▶ **Extrait du texte**
= = = =

Motifs
TRIBUNAL SUPRÊME
__________
TS 2013-13
Affaire :
S. C. I VILLA CENTRAL
Contre
État de Monaco
DÉCISION
AUDIENCE DU 21 NOVEMBRE 2013
Lecture du 4 décembre 2013
Requête en annulation de la décision du 8 octobre 2012 par laquelle le Directeur des Services Fiscaux a refusé l'application du taux réduit de TVA de 7% aux travaux d'amélioration, de transformation et d'aménagement de l'immeuble « Villa Louis », ensemble le rejet opposé le 17 avril 2013 par le Conseiller de Gouvernement pour les Finances et l'Economie au recours hiérarchique formé le 7 décembre 2012 contre ce refus.

= = = =

▶ **Objectif visé**
Répondez à partir de la décision du Tribunal Suprême ci-dessus :
(a) À quelle date l'audience s'est-elle tenue ?
(b) Quel taux réduit de TVA le Directeur des Services Fiscaux a-t-il refusé d'appliquer ?
(c) Quel jour le recours hiérarchique a-t-il été formé ?

= = = =

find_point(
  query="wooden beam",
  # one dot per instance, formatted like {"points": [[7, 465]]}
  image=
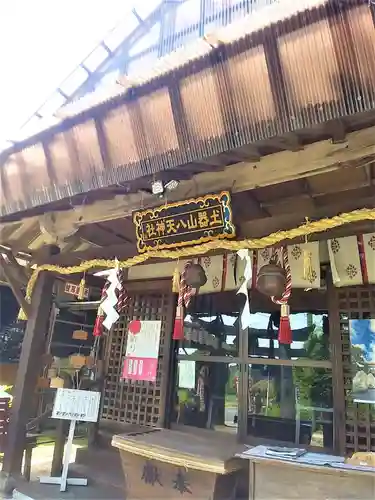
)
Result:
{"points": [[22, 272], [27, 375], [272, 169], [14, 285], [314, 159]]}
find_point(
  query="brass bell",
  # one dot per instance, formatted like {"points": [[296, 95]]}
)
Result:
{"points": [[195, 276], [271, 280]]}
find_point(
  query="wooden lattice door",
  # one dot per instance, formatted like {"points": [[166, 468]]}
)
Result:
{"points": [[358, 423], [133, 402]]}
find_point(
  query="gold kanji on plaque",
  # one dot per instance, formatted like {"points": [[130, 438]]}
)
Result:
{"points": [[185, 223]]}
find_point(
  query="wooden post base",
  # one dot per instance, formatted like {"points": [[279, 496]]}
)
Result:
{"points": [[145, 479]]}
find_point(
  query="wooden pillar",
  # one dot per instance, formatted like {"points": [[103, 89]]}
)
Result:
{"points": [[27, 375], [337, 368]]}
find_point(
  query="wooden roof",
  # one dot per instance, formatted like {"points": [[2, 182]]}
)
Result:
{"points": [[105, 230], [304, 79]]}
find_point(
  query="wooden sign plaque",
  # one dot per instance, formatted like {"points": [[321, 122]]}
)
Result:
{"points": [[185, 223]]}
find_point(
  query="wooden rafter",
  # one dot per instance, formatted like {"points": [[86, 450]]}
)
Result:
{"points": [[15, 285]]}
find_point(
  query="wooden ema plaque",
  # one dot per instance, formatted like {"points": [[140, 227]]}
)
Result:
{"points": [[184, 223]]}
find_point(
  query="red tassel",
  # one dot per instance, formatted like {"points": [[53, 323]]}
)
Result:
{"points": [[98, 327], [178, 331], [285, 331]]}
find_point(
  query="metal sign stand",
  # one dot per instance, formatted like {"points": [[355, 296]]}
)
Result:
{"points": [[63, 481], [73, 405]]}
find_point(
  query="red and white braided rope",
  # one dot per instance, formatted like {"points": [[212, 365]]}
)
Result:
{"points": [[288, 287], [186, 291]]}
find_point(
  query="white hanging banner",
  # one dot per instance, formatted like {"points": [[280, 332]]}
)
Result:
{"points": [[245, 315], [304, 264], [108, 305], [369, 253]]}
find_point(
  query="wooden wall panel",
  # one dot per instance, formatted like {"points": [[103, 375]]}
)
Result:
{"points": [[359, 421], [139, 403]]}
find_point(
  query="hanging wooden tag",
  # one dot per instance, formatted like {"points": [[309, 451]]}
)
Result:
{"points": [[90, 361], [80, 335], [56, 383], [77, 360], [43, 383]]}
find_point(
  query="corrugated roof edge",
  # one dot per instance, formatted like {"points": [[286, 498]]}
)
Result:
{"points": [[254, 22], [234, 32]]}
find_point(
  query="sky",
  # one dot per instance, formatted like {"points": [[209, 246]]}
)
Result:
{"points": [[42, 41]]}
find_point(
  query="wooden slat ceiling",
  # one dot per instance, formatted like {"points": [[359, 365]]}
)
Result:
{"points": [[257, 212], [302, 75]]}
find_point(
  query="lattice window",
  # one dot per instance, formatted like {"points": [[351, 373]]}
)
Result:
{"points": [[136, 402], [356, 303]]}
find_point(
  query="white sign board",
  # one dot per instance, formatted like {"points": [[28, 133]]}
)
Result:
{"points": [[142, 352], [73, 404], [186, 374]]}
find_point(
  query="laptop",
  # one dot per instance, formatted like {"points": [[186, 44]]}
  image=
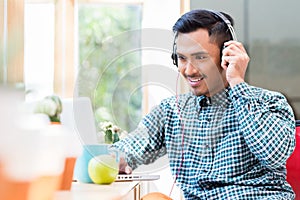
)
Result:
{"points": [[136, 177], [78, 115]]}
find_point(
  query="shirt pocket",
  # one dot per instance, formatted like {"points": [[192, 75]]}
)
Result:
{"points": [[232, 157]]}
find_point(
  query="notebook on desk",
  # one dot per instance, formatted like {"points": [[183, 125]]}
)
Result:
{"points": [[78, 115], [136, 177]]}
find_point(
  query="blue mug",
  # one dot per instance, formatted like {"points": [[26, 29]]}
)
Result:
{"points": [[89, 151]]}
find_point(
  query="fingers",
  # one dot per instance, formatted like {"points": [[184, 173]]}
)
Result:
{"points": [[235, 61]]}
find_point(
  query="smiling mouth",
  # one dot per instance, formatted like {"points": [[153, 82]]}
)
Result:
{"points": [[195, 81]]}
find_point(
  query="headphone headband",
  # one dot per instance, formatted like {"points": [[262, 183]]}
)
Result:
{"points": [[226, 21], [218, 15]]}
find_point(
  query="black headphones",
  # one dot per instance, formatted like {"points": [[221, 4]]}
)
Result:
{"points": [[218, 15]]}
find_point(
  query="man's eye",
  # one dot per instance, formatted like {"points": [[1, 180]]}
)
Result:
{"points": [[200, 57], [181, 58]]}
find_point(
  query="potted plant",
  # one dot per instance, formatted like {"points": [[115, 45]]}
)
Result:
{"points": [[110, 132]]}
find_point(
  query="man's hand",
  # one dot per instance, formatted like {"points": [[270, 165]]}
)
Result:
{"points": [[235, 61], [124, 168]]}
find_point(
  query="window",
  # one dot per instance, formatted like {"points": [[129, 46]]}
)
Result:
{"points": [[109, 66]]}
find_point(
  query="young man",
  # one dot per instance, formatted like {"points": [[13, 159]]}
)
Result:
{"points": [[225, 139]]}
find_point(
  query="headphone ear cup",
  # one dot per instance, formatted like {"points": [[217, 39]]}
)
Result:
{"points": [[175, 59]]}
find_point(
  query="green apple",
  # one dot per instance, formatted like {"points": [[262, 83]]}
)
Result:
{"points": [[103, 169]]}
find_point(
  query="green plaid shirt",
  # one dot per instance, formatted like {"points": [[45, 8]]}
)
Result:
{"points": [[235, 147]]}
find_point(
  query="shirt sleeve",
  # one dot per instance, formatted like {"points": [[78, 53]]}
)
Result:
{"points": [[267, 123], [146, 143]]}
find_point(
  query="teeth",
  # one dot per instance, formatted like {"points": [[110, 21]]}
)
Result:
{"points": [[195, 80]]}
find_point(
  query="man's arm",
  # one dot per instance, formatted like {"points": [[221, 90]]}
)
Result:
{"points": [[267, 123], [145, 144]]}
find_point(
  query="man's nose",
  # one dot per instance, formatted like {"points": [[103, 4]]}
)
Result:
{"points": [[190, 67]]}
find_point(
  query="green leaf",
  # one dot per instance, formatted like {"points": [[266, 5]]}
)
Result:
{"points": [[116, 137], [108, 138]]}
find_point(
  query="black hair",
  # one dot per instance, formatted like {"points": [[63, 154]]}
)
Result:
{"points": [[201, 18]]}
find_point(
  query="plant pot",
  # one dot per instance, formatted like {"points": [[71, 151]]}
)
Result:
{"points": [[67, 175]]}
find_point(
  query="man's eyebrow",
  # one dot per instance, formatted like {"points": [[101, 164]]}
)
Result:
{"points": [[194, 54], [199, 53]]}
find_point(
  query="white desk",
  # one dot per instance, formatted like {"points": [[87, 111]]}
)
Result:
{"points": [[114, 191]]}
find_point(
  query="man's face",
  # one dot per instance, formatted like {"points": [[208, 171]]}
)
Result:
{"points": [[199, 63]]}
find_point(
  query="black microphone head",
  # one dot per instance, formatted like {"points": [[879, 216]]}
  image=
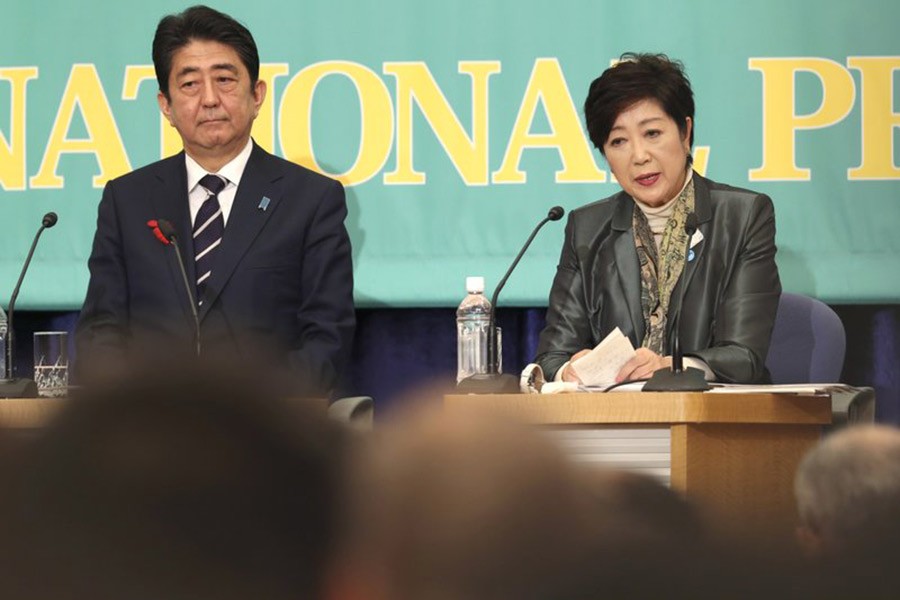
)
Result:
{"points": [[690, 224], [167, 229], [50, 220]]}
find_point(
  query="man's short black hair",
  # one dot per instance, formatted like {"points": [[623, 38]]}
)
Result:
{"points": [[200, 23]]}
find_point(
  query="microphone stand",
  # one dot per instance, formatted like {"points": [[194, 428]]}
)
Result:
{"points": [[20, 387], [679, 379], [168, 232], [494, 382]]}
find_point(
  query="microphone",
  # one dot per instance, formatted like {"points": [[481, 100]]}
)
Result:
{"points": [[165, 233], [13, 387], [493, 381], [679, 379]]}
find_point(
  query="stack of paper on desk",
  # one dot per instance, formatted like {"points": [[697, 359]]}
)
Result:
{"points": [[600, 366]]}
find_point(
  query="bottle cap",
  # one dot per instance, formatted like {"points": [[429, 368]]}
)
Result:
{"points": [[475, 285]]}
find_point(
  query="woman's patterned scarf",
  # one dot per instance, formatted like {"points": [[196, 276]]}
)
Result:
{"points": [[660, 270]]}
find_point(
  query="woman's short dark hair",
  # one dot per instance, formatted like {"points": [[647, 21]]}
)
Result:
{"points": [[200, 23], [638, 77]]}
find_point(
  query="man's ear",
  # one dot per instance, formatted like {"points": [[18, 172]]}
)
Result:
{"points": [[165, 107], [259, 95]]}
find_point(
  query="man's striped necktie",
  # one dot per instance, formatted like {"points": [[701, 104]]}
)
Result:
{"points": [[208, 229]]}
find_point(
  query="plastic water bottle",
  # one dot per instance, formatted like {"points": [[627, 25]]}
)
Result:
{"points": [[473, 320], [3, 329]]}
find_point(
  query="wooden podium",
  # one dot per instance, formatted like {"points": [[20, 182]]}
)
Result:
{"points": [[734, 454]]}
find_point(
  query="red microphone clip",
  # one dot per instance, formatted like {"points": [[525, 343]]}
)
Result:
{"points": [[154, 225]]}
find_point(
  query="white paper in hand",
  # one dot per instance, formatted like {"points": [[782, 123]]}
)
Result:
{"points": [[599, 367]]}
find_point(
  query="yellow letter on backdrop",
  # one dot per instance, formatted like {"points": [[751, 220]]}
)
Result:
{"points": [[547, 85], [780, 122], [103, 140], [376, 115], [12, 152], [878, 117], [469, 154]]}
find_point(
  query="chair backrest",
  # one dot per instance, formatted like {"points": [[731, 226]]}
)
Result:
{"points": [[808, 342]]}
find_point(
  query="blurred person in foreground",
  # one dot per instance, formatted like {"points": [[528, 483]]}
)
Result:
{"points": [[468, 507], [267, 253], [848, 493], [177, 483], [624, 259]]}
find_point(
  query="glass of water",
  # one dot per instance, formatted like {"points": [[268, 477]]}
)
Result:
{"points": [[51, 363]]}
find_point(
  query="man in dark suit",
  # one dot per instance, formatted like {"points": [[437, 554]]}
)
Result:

= = = =

▶ **Résultat obtenu**
(a) Le 21 novembre 2013.
(b) Le taux de 7 %.
(c) Le 7 décembre 2012.